## TASK GOAL
Filter the listing below for "photo" and report every line that has it.

## INPUT DATA
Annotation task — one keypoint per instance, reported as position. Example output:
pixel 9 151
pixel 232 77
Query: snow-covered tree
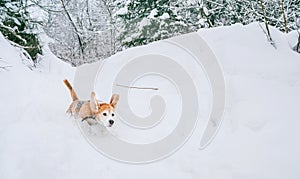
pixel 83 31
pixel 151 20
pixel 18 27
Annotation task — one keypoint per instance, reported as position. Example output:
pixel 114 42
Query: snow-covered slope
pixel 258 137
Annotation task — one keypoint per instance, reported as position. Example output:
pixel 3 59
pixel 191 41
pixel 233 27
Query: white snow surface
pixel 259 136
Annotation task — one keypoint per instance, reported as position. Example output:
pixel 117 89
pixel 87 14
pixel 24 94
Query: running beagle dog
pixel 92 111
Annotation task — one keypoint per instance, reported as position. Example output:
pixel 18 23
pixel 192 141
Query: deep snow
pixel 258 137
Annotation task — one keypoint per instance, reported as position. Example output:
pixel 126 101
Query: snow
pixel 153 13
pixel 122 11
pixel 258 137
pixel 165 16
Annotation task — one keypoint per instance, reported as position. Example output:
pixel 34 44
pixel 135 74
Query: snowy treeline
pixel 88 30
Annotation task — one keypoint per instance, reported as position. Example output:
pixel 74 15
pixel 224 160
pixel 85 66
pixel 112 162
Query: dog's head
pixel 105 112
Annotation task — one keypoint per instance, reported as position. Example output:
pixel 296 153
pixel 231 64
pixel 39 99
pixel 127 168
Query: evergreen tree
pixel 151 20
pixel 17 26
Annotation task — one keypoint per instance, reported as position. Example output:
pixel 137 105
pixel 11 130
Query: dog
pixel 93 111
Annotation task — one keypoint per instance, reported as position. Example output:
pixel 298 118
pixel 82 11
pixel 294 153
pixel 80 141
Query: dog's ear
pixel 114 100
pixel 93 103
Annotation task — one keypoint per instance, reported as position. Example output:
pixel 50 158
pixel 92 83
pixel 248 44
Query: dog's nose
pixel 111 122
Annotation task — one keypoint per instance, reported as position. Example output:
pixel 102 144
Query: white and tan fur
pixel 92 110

...

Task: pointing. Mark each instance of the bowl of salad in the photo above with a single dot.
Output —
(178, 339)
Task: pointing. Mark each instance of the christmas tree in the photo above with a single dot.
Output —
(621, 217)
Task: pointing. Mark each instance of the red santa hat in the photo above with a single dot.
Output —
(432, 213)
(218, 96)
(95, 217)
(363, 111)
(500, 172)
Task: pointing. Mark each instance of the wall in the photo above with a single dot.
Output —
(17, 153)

## ANSWER FOR THE TASK
Task: pointing. Mark each instance of the bowl of salad in the photo above with a single dot.
Task: pointing. Mark each instance of the christmas tree in the photo above with a single dot.
Task: pointing. Mark each instance of the red santa hat in the photo above with a single dot.
Task: pointing. Mark each instance of the wall in the photo above with a single dot.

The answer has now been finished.